▶ Passage to read
'''

History and Validation

The most widely used and most studied coma score to date is the GCS, first described by Teasdale and Jennett in 1974 and revised in 1976 with the addition of a sixth point in the motor response subscale for “withdrawal from painful stimulus” [3, 4]. The GCS was initially intended to assess level of consciousness after traumatic brain injury (TBI) in a Neurosurgical Intensive Care Unit in order to facilitate communication among staff regarding patient status [3]. Since then it has become the gold standard against which newer scales are compared and used widely by Emergency Department (ED) staff, Medical and Surgical ICU’s as well as by pre-hospital providers. Moving beyond the developers’ original indication, the GCS has been validated as a useful tool for prediction of outcome after intracranial hemorrhage [5], subarachnoid hemorrhage (SAH) [6], poisonings including ethanol [79], neurodegenerative diseases [10], drowning [11, 12], cardiac arrest [1316], recently tuberculous meningitis [17], and prediction of death in palliative care [18]. The GCS is typically praised for its ease of use, and universal approval. The GCS calculates a score from 3 to 15, with 3 being the worst, allowing for 120 different combinations grouped into 12 possible scores. Points are awarded for eye opening, motor response, and verbal response (Table 1).

'''

(Data items)

'''

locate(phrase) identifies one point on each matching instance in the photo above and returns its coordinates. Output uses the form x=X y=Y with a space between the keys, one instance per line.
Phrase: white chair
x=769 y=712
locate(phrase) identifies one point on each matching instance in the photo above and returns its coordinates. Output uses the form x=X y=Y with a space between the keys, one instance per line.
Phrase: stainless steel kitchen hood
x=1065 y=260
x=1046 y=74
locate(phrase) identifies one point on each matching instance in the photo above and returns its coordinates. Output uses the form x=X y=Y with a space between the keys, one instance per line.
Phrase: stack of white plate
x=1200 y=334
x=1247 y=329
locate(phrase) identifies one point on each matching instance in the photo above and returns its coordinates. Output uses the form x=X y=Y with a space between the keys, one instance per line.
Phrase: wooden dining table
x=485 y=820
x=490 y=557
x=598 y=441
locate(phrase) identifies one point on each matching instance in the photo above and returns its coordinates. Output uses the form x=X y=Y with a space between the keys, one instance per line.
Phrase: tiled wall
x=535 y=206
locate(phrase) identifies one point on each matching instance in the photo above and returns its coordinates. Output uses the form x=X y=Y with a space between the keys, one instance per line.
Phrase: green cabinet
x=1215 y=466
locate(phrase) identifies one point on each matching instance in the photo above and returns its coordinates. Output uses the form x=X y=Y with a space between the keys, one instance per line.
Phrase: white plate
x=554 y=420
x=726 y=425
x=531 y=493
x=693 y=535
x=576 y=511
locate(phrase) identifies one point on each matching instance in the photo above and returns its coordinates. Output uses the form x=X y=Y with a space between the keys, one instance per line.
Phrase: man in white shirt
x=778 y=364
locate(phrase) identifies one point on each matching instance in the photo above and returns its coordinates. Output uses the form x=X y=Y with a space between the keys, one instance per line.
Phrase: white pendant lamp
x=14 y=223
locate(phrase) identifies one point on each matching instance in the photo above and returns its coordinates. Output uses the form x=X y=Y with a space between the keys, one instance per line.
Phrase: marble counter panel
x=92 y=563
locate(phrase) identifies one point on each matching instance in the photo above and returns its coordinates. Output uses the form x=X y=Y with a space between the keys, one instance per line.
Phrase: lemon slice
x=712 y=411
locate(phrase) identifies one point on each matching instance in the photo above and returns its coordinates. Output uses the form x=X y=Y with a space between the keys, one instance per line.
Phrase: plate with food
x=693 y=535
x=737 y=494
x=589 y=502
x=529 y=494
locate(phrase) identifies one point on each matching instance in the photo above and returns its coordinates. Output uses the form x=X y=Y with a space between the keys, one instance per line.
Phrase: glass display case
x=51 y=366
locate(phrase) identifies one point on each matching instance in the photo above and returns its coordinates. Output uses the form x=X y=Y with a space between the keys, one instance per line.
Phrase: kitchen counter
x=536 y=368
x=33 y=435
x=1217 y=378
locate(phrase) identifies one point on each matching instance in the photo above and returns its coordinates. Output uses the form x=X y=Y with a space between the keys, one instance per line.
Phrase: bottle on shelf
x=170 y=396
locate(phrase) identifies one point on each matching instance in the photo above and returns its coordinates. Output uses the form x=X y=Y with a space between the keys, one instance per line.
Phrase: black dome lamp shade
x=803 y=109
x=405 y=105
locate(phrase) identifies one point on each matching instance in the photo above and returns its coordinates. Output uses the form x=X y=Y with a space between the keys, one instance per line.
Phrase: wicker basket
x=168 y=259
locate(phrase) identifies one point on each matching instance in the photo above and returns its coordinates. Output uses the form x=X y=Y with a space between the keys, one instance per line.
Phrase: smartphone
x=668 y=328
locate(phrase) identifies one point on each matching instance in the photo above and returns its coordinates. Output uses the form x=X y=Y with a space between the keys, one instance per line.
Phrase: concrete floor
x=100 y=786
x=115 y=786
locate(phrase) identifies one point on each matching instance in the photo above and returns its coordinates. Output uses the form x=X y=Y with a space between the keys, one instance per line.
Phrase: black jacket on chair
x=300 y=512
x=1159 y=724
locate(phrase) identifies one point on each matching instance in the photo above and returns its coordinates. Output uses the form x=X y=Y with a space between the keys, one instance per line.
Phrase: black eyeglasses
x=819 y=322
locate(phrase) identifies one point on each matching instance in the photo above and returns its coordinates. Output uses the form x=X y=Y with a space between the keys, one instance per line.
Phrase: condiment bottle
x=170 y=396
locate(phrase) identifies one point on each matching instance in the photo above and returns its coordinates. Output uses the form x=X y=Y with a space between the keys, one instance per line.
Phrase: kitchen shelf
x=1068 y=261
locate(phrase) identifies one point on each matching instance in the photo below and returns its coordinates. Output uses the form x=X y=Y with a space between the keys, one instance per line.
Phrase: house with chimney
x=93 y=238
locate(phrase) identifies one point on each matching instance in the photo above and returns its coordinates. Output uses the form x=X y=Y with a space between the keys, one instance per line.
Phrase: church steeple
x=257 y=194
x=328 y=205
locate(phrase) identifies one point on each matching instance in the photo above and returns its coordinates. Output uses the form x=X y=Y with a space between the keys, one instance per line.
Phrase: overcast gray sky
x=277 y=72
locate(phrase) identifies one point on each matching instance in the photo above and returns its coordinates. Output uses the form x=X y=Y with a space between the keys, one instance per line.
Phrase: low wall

'''

▶ Task to carry out
In the history and validation text, what range of scores does the GCS calculate, and which score is the worst?

▶ Exercise output
The GCS calculates a score from 3 to 15, with 3 being the worst.